# WHAT TO DO
Copy the items below word for word, starting at the line containing "sign in this photo." and stopping after the line containing "(1210, 736)". Copy only that stretch.

---- TASK MATERIAL

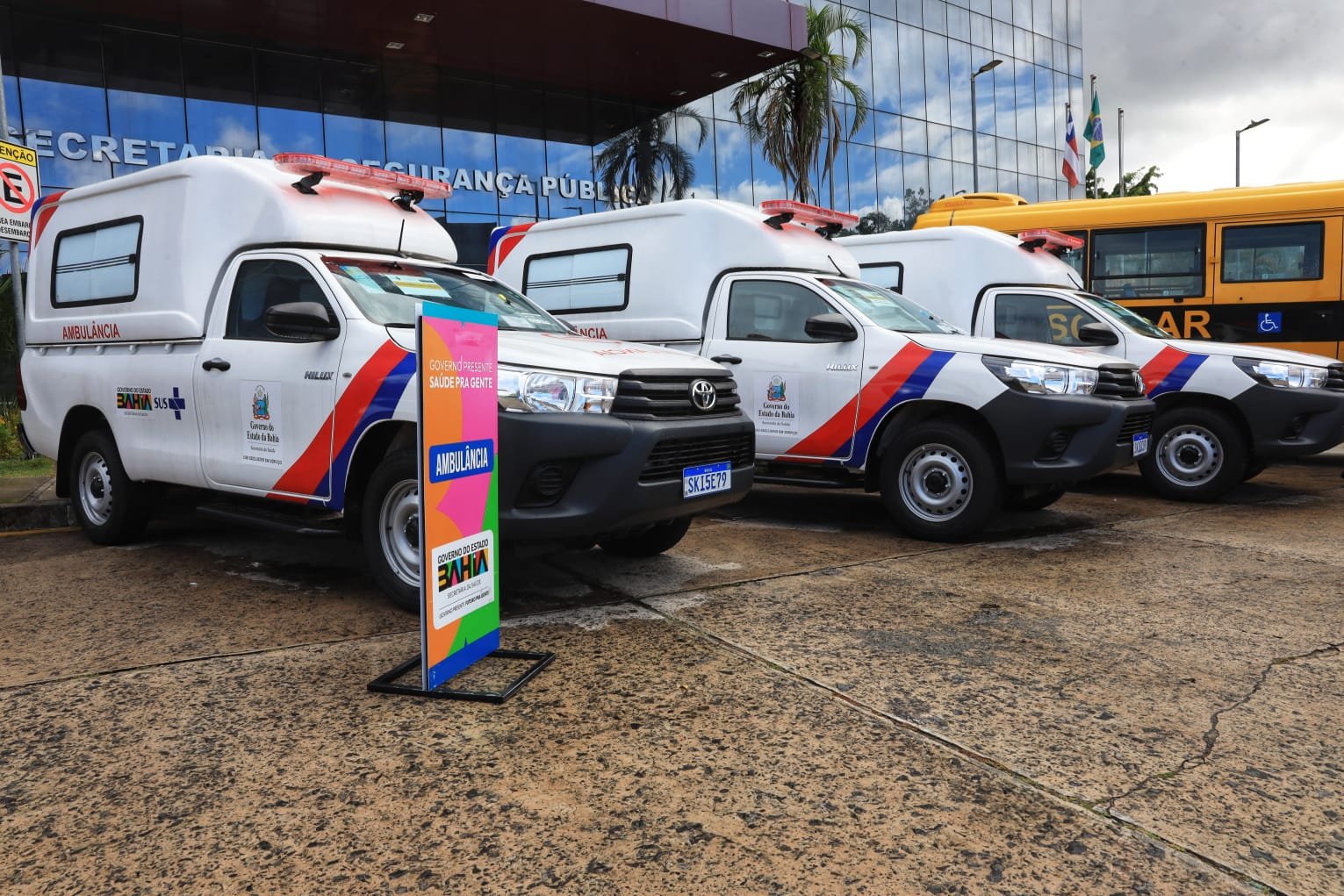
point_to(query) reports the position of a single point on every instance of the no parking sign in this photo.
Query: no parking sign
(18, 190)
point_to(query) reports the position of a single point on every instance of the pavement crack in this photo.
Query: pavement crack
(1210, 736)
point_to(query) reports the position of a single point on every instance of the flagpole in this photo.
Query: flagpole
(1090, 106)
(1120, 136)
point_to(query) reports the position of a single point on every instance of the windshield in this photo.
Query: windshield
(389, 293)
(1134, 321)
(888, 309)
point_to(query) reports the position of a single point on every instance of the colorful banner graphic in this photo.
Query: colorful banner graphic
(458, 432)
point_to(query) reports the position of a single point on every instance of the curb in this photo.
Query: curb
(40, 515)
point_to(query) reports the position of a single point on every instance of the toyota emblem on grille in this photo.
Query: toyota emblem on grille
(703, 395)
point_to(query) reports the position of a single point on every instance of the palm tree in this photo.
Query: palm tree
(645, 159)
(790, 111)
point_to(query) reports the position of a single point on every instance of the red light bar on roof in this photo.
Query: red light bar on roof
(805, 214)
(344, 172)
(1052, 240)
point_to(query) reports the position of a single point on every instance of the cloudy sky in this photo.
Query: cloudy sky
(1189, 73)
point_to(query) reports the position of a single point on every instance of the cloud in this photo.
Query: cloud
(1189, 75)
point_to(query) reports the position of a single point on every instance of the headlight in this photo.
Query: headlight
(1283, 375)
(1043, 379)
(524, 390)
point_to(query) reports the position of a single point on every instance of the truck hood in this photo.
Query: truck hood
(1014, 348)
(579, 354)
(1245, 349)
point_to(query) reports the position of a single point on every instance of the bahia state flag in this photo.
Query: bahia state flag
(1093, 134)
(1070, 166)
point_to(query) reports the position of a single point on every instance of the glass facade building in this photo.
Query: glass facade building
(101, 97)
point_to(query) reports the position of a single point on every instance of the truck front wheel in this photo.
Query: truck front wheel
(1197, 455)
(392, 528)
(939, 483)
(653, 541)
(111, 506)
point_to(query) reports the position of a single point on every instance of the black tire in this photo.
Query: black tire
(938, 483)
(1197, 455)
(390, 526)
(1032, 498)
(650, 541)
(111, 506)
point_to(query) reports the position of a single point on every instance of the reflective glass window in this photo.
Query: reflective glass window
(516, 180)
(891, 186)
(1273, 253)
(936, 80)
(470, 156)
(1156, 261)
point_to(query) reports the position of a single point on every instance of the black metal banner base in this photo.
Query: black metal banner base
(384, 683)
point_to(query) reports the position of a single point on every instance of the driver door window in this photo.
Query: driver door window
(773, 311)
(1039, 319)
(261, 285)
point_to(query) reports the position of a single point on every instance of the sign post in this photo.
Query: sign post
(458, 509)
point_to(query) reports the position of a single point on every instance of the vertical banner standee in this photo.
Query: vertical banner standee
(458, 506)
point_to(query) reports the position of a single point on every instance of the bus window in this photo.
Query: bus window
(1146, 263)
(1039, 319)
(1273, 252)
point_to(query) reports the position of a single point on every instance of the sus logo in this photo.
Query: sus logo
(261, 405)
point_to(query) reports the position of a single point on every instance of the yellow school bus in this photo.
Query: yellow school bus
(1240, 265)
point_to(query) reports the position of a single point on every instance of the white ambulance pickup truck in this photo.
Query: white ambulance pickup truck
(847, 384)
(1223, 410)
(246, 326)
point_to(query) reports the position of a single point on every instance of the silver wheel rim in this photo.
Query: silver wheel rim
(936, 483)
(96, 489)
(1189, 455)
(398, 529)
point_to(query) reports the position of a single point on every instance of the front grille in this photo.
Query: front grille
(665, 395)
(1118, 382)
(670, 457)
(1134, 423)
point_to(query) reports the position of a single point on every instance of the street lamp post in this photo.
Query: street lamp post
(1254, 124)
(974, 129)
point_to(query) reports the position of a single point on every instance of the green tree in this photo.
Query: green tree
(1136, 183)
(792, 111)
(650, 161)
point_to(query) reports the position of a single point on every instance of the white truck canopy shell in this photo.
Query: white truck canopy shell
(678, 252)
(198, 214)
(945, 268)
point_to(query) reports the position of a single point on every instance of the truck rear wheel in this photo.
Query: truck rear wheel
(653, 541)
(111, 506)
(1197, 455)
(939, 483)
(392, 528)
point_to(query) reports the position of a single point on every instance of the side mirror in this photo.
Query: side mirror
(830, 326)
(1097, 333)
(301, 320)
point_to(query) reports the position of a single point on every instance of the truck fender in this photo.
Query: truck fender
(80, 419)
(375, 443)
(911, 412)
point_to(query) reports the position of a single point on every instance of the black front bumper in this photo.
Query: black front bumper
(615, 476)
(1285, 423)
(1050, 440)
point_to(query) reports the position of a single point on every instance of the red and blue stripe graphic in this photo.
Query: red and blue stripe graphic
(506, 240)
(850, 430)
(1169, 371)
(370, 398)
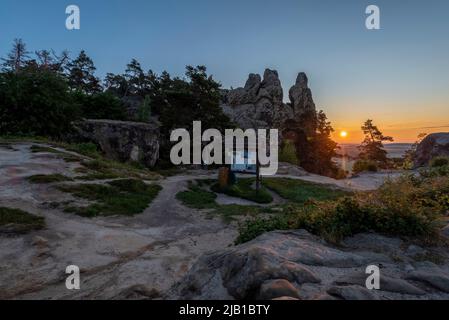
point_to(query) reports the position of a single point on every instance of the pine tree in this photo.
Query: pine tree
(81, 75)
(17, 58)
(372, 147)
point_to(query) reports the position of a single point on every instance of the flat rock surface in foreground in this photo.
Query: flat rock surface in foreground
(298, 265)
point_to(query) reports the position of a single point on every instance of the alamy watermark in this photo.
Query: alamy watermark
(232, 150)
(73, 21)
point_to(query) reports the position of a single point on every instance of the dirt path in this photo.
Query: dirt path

--------
---- TASK MATERIAL

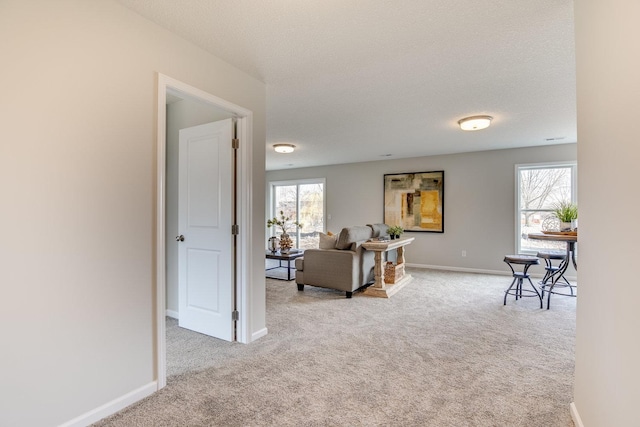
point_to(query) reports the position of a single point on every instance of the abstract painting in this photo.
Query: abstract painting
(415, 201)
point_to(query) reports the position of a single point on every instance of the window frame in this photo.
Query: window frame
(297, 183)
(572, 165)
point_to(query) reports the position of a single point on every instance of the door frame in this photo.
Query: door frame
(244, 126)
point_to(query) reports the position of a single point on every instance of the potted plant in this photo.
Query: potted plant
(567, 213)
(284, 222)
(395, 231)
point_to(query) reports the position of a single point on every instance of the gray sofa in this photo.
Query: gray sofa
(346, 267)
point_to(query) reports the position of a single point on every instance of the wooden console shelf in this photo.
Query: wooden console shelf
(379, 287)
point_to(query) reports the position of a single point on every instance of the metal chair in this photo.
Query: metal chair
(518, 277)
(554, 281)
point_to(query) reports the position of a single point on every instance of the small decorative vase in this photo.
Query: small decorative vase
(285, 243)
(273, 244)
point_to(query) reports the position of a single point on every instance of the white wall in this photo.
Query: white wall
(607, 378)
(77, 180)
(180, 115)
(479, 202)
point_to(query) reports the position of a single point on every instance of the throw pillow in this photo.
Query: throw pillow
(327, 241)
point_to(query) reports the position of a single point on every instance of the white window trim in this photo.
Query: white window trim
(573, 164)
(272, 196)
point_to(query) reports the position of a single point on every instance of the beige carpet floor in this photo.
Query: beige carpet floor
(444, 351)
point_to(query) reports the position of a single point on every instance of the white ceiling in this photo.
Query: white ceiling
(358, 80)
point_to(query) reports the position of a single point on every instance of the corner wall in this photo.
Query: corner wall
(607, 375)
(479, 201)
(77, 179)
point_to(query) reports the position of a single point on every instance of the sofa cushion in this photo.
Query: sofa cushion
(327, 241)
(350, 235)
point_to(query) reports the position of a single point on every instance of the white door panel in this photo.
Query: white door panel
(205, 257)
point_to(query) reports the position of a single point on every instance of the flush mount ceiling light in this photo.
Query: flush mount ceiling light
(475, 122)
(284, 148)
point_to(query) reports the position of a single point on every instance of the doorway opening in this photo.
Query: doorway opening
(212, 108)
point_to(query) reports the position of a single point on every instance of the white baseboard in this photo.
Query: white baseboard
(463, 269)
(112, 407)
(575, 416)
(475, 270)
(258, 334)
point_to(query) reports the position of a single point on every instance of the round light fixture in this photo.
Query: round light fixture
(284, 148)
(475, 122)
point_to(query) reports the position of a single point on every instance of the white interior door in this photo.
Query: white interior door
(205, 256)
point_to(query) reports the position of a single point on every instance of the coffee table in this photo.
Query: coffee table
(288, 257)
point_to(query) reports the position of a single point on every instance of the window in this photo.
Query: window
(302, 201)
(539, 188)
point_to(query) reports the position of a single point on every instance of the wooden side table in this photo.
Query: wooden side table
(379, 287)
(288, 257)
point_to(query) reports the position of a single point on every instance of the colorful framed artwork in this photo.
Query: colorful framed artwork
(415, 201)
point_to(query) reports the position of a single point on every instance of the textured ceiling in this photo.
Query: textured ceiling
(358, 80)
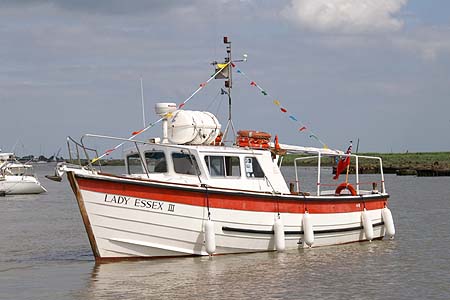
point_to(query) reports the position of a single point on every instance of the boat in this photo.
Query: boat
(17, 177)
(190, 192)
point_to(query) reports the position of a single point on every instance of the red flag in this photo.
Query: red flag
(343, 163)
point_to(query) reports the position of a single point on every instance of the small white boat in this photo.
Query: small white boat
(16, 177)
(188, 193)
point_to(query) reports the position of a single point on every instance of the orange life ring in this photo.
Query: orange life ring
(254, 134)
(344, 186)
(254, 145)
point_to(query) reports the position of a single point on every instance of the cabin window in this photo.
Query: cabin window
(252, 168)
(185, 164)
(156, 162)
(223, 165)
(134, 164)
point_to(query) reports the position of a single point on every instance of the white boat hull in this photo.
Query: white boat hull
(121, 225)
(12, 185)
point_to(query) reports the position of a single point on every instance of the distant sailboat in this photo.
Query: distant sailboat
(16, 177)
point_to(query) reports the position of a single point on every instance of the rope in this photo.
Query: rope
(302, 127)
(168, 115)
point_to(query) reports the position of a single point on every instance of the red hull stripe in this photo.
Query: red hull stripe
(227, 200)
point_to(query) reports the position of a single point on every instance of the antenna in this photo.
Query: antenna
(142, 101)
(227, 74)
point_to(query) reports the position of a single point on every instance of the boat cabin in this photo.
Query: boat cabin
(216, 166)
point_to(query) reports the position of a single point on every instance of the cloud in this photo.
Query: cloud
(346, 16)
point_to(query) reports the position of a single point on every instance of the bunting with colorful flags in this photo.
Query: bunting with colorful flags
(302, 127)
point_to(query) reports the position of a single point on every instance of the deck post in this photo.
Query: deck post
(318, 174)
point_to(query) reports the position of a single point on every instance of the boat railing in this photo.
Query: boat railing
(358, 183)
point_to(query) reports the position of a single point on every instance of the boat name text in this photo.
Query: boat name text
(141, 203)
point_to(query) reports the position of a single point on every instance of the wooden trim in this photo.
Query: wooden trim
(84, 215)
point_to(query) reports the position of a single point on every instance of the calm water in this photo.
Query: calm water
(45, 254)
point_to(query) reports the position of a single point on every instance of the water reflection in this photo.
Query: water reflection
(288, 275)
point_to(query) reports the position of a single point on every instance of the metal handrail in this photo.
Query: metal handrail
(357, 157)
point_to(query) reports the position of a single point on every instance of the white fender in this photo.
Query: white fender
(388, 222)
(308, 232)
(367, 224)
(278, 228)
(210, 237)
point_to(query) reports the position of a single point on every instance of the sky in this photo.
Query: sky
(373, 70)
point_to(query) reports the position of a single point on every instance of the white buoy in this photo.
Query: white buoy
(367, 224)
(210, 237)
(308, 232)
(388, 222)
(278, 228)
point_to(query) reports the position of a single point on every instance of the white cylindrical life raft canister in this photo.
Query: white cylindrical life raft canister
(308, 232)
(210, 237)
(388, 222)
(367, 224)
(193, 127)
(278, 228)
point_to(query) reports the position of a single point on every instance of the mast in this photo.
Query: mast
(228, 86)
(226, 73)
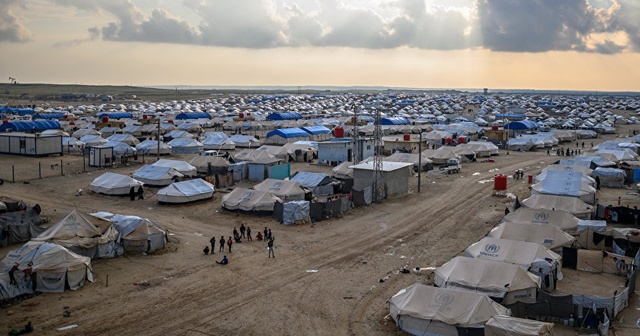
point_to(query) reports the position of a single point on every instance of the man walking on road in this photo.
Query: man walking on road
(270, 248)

--------

# RESPONSE TO THIS TASK
point_to(query) reports the position of a single point on every instance of the no parking sign in this photo.
Query: no parking sign
(18, 190)
point_to(query) reports the position of a single point on every instance of the pavement crack in this photo.
Query: pavement crack
(1210, 736)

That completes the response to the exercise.